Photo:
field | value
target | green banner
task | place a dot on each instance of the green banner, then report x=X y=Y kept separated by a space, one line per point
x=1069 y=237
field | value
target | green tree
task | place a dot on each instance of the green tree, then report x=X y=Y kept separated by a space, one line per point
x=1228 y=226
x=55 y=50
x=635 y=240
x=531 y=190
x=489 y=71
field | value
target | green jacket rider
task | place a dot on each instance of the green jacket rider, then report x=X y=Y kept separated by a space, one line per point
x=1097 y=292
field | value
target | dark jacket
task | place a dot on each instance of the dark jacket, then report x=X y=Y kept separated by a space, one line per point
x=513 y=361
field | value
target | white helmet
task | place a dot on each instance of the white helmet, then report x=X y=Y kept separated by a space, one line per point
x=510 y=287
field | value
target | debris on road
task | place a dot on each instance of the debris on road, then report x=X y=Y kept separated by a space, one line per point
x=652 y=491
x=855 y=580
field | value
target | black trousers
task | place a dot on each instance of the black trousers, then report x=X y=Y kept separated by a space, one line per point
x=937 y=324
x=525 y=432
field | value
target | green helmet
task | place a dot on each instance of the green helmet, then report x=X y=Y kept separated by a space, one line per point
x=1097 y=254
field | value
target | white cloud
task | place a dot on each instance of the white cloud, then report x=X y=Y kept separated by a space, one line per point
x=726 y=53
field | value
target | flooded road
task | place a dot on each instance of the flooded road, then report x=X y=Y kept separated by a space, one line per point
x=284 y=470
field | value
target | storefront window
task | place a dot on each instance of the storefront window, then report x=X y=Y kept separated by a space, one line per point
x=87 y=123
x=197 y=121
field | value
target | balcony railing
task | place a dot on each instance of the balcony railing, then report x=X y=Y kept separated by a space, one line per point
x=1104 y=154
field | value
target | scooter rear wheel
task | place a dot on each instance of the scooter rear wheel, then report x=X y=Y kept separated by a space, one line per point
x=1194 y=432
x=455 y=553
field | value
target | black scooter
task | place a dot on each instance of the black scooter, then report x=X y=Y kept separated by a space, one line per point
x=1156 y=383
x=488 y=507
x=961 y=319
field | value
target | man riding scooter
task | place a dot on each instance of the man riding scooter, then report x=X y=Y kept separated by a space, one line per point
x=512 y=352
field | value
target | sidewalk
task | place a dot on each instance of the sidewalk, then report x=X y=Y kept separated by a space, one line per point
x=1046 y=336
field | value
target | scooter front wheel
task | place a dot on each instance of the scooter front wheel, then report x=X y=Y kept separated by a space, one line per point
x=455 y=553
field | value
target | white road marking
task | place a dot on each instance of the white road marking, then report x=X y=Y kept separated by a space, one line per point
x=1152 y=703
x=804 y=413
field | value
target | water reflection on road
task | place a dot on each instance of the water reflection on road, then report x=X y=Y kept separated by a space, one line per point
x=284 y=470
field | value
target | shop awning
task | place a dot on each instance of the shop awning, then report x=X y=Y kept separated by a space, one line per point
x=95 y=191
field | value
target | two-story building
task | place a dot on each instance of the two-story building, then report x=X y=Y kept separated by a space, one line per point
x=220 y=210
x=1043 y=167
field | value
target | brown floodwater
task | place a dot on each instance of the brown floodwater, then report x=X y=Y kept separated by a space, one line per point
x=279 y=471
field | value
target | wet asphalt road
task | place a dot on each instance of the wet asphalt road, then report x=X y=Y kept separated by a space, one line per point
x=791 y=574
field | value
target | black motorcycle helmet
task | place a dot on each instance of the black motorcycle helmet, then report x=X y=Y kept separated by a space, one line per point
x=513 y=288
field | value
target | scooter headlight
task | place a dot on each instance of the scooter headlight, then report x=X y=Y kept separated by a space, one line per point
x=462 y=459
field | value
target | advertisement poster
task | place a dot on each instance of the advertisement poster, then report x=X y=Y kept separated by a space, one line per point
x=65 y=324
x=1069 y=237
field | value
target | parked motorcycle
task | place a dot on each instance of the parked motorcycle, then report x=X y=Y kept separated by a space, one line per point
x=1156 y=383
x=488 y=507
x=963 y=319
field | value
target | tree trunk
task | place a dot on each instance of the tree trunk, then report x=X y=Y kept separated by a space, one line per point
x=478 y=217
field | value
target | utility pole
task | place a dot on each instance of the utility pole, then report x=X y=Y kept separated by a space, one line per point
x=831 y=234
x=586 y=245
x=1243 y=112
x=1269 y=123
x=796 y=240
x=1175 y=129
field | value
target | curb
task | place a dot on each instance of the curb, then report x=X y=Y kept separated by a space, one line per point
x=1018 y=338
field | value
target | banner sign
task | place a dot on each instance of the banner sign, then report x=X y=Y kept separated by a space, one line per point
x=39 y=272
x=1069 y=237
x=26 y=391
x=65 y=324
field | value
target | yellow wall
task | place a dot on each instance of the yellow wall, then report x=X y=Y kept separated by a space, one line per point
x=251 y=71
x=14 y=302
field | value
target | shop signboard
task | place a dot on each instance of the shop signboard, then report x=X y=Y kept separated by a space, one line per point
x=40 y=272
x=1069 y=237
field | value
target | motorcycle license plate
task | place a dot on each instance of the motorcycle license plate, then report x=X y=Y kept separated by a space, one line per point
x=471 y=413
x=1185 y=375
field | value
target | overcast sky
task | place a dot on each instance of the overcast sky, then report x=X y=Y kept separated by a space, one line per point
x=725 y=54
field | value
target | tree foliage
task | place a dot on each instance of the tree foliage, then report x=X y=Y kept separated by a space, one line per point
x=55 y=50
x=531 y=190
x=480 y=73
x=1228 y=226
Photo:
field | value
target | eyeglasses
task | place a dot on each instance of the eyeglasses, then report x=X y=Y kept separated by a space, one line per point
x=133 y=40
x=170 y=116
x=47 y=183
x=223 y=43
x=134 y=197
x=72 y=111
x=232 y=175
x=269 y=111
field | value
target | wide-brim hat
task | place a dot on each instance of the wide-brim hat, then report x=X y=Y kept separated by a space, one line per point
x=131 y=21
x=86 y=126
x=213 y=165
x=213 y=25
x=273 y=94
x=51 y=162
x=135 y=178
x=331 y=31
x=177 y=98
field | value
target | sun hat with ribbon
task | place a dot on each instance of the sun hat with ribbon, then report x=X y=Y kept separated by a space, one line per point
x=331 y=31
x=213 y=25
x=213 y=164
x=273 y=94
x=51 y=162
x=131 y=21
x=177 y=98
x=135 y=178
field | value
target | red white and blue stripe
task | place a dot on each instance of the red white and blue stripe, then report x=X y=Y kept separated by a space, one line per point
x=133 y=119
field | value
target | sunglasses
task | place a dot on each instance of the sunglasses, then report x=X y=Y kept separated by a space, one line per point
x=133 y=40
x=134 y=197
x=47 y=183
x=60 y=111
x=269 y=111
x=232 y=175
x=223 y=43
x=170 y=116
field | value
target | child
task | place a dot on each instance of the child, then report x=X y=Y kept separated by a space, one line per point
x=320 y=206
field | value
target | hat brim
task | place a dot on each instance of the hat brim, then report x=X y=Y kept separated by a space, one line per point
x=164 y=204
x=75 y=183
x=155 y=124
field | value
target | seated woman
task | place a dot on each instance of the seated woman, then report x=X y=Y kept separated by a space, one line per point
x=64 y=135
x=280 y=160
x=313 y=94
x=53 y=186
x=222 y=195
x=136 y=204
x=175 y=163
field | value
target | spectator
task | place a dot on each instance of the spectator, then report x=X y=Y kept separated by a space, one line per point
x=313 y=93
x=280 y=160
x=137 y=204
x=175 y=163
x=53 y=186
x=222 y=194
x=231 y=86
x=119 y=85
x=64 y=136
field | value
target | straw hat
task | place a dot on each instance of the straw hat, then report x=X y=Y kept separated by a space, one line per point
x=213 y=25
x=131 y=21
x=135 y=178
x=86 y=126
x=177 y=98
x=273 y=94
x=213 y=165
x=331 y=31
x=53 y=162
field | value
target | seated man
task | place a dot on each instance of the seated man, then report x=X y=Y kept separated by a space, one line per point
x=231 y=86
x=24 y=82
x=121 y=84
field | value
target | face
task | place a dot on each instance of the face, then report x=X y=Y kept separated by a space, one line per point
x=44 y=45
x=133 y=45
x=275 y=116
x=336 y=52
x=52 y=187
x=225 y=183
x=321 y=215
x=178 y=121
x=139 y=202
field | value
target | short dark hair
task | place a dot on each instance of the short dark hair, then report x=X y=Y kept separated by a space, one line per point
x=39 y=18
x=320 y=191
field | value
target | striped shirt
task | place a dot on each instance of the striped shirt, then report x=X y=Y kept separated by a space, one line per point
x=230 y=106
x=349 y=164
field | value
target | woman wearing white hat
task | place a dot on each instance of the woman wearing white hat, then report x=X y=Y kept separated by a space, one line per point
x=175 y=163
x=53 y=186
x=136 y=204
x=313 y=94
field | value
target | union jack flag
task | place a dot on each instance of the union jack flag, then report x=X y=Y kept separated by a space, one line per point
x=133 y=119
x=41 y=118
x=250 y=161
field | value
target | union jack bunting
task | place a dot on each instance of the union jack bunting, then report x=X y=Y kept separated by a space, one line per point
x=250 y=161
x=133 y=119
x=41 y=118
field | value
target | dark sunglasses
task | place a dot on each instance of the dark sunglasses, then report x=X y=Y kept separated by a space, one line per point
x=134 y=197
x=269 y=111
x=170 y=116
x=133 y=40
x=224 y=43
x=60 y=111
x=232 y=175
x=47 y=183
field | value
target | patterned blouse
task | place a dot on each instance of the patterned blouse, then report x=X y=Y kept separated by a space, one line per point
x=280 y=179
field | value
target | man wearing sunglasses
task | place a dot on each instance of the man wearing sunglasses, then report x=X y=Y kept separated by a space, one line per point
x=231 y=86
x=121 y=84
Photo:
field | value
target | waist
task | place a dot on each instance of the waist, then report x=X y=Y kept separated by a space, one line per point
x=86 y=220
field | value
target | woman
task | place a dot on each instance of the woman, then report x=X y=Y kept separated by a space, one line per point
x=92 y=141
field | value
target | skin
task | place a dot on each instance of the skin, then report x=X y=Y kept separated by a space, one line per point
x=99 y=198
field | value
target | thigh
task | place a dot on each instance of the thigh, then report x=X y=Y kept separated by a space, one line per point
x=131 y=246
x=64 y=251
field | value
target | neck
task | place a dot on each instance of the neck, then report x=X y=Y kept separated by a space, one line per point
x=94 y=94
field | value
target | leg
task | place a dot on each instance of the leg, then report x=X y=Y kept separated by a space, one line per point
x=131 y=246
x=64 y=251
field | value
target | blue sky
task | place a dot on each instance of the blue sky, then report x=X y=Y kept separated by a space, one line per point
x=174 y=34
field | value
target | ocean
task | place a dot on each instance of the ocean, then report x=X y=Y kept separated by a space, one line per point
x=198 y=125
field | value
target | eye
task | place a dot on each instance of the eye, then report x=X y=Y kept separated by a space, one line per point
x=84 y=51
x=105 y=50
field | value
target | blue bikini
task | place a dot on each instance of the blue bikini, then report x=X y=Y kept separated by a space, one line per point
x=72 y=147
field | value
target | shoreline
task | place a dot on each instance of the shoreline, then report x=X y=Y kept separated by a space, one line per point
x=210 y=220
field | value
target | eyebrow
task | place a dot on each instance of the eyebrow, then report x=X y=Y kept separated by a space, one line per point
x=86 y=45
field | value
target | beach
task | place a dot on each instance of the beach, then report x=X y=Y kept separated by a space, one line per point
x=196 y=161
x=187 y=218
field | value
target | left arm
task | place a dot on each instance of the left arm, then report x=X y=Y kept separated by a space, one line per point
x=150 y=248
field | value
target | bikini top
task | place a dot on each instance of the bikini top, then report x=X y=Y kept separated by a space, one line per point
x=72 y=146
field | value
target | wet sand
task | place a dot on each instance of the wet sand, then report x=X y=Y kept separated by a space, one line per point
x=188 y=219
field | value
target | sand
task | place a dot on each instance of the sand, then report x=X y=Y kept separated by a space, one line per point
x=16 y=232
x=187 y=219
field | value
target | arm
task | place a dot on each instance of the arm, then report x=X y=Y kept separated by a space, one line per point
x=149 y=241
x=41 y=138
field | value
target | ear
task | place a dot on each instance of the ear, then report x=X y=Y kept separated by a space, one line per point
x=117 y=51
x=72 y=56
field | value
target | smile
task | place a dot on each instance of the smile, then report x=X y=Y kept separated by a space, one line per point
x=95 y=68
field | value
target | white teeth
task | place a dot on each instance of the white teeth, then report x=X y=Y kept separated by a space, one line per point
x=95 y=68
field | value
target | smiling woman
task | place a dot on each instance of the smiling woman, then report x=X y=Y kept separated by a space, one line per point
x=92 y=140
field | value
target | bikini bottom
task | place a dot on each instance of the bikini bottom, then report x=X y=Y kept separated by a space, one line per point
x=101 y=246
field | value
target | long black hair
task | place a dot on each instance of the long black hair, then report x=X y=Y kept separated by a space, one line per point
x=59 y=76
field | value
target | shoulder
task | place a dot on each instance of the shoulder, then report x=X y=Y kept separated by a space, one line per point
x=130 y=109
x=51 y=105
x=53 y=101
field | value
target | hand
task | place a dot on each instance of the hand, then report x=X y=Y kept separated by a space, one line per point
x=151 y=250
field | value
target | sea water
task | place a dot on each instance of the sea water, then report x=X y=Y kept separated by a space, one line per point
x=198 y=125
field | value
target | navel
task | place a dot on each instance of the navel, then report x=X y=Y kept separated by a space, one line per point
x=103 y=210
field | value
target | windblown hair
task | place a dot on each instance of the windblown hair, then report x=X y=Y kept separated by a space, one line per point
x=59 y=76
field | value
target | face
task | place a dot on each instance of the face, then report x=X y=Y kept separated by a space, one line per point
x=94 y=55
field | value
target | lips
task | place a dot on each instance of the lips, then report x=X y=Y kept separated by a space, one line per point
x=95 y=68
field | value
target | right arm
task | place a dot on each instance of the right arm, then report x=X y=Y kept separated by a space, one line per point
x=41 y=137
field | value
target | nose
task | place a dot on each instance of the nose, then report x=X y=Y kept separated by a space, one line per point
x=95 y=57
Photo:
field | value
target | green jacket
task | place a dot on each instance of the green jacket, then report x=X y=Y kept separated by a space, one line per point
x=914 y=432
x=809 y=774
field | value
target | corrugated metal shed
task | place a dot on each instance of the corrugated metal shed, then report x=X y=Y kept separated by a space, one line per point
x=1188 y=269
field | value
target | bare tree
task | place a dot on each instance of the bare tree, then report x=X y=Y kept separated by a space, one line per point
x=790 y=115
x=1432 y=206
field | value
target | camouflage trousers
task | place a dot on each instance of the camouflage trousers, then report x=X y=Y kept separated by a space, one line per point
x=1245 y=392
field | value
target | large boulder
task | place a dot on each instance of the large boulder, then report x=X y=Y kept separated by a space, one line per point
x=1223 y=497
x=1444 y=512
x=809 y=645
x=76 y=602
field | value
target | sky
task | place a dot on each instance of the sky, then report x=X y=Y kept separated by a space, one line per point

☆ ☆ ☆ ☆

▸ TASK GOAL
Copy the material word for word, from its first line through the line containing "x=513 y=361", with both of those lines included.

▸ SOLUTION TO THIS EXERCISE
Photo:
field | value
target | green banner
task | place a dot on each instance of the green banner, then report x=X y=Y kept separated by a space, one line per point
x=1069 y=237
field | value
target | green tree
task | place a dot on each instance of the green tree, then report x=X y=Y kept separated by a space, one line per point
x=1228 y=226
x=55 y=50
x=635 y=240
x=531 y=190
x=489 y=71
field | value
target | green jacket rider
task | place a dot on each instance of the green jacket rider, then report x=X y=Y kept separated by a space, one line per point
x=1097 y=292
field | value
target | dark jacket
task | place a dot on each instance of the dark jacket, then report x=X y=Y kept separated by a space, one line per point
x=513 y=361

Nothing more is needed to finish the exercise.